**Document excerpt**.
§ §
In the mid 19th century, as it had many times before and would many times again, architecture faced a crisis of meaning. Persistent in a nostalgic attachment to revivalism, its historicized practice embodied a resistance to the changes of a new age. Scientific and structural advancement made possible new forms and types to which the making of architecture seemed to pay no mind. It preferred — or was told to produce — fancy forms of the past. Ignoring this modern genius, as Le-Duc calls it, and the modern needs to which it responded, architects perpetuated the old, satisfying increasingly irrelevant antiquarian ideals resented by the public at large. Architecture was for the ‘lucubratious’ elite, not the public. Le-Duc rightfully warned of its impending irrelevance, and even scorn.
§ §
**Brief 1**.
List every line in the rows below that contains the string "lamp".
The passage on architecture has no connection to the rows.

[Point annotation examples]
§ §
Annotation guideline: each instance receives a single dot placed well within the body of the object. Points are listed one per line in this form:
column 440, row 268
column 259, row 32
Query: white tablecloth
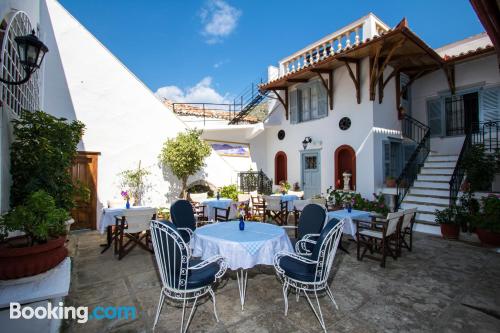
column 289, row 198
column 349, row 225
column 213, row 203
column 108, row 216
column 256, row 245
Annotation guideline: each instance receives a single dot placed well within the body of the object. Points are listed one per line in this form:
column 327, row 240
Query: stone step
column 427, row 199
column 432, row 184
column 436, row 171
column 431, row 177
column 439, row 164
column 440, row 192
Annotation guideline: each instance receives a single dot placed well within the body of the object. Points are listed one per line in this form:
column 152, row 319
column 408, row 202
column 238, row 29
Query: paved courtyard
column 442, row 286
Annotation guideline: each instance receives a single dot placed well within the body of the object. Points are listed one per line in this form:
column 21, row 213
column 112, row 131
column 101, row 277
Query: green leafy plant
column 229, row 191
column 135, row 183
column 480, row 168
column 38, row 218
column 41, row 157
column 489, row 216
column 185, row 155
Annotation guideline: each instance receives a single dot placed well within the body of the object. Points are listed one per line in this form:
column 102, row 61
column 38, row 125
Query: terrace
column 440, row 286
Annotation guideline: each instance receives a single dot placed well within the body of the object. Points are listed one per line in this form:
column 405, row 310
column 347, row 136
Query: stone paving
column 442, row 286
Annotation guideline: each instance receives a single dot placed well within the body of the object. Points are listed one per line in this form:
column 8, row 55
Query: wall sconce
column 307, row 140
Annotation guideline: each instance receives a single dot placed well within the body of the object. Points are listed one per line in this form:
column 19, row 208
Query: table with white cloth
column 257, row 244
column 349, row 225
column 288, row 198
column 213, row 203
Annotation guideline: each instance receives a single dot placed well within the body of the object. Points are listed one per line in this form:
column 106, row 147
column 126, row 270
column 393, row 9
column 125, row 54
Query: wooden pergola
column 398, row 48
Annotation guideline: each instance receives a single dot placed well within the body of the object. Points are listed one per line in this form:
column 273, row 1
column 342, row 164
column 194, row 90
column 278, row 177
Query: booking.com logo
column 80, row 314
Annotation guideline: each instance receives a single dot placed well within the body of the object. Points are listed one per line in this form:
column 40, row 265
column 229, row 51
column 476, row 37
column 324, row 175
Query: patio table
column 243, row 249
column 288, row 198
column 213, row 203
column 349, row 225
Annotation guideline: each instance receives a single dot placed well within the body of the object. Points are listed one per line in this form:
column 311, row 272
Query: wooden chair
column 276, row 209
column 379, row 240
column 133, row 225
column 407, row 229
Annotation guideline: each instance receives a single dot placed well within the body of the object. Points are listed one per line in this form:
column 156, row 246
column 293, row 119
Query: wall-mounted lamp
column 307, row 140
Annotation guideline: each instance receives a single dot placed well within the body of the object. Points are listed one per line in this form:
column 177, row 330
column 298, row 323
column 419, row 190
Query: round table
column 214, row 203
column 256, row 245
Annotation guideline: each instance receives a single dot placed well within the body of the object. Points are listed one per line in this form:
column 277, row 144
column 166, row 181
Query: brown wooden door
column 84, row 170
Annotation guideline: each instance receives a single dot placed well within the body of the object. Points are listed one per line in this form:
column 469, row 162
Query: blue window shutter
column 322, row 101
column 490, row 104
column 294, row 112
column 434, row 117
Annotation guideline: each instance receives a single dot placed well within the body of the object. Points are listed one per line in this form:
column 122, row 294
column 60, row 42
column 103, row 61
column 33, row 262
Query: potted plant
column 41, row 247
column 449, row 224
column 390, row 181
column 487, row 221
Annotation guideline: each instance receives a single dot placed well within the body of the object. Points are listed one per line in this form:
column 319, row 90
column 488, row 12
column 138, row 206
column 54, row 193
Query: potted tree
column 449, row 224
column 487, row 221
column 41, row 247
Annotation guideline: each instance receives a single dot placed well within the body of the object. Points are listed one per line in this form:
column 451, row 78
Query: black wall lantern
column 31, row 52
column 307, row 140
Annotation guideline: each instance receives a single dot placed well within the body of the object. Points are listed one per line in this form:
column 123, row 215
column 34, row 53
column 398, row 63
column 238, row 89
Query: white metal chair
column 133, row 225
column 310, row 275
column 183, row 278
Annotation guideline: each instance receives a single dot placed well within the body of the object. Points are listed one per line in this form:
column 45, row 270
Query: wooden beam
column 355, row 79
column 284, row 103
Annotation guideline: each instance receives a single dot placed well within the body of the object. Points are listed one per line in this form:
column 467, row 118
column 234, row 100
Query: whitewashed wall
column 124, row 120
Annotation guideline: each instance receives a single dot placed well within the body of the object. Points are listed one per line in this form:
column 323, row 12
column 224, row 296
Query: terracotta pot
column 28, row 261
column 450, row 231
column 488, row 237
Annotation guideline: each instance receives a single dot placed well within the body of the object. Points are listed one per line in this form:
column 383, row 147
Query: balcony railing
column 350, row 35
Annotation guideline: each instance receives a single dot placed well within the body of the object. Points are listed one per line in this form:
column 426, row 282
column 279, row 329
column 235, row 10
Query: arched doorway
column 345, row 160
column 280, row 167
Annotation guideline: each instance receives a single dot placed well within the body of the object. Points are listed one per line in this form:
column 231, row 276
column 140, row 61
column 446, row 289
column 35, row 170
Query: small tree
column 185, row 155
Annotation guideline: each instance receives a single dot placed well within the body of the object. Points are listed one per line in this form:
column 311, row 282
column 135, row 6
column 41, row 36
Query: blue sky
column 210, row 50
§ §
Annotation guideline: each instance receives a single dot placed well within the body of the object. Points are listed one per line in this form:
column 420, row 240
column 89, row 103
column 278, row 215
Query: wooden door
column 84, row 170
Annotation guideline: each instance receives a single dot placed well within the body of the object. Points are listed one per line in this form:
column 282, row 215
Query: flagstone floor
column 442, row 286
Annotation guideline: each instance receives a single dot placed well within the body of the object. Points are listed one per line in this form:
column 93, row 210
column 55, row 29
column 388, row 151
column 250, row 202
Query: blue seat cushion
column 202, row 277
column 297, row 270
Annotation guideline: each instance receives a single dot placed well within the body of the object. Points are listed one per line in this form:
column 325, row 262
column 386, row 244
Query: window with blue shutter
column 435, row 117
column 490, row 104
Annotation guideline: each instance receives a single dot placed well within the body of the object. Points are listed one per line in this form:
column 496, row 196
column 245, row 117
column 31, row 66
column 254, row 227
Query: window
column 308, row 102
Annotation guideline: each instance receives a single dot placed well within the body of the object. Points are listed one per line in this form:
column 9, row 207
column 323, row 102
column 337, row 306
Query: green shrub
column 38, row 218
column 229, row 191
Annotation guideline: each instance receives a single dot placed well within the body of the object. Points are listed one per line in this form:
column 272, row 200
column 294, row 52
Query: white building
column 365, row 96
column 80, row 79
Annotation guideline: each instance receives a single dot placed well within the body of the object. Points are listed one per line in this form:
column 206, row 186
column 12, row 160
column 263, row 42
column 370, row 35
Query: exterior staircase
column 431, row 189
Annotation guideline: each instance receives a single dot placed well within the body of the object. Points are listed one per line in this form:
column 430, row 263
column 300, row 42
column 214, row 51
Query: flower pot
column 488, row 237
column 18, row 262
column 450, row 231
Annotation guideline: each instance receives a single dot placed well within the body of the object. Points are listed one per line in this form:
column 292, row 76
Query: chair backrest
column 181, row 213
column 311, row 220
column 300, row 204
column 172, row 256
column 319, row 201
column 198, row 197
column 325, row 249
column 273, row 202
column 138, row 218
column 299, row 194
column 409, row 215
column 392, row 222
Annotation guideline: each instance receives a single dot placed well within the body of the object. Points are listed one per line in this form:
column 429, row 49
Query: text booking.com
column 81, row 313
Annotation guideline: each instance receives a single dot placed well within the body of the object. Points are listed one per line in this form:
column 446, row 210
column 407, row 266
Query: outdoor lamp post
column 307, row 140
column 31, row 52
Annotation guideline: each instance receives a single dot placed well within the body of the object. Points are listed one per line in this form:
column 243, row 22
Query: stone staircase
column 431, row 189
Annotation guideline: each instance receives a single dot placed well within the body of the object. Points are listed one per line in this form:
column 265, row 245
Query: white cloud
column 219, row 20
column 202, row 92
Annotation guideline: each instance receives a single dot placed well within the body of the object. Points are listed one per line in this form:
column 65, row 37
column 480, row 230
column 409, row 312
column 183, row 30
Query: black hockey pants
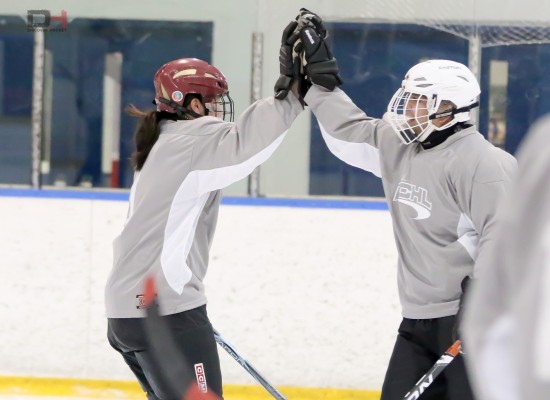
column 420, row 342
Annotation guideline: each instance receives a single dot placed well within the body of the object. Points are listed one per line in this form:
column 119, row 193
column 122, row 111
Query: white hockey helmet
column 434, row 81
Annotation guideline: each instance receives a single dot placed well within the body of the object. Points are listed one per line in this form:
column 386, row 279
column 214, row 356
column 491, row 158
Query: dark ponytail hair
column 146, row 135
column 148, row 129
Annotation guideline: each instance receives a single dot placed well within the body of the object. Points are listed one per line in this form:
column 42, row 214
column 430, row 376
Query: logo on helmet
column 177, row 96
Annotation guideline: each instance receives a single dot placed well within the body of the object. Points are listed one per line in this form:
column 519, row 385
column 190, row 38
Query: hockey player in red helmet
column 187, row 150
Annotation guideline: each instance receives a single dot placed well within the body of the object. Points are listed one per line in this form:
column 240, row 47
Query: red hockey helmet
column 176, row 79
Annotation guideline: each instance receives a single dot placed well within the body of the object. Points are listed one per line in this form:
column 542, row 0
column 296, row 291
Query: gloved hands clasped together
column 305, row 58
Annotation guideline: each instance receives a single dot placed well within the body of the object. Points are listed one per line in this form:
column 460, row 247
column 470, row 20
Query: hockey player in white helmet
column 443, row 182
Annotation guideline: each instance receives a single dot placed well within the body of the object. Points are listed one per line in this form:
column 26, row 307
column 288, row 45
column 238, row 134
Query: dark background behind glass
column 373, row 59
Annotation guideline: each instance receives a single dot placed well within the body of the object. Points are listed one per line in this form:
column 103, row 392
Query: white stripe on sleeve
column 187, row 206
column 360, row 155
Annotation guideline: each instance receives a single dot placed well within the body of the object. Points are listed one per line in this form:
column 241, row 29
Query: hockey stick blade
§ §
**Brief 2**.
Pick up the passage on architecture's mid-19th-century crisis of meaning right after its final sentence and write the next part.

**Expected answer 1**.
Query: wall-mounted lamp
Query: outdoor lamp post

**Expected answer 2**.
Within a now rather anachronistic call for change, Le-Duc implies a reverberant proposition for architecture’s relationship to society. First, architecture must be practiced in direct relation to the “real needs of the day.” It must not only be true to the time, it must work tangibly in service of societal concerns. Second, it must do so by learning from and responding to what he calls the “modern genius” — for him, structural engineering and material science. Architecture will find influence through its conversation with other disciplines. Third, it must be in the interest of the public. Architecture must not exclusively satisfy the elite, but work to serve society at large. Lastly, it is the responsibility of architects to ensure that these questions are addressed substantively in the making of our cities, for very few will ask them, and maybe fewer will want to pay for them. Though he doesn’t include this point explicitly, I believe it is the most essential: without it, the other three risk remaining as “scholarly lucubrations.”

Today, in an increasingly dramatic time of economic unevenness, geographic segregation, and environmental degradation, these questions have never been more important. Furthermore, with the AIA’s recent statement in pandering support of Trump’s election[2], Le-Duc’s warning has never felt so imminent. In this paper, I will seek to use his call for change as framework to reconceptualize the modern impetus of architectural practice as beyond the material artifact of building. To substantiate my claim, I will present three narrative case studies that address labor, housing, and poverty, each conceived through a unyielding lens of material scarcity. I will conclude with a provocation for future implications.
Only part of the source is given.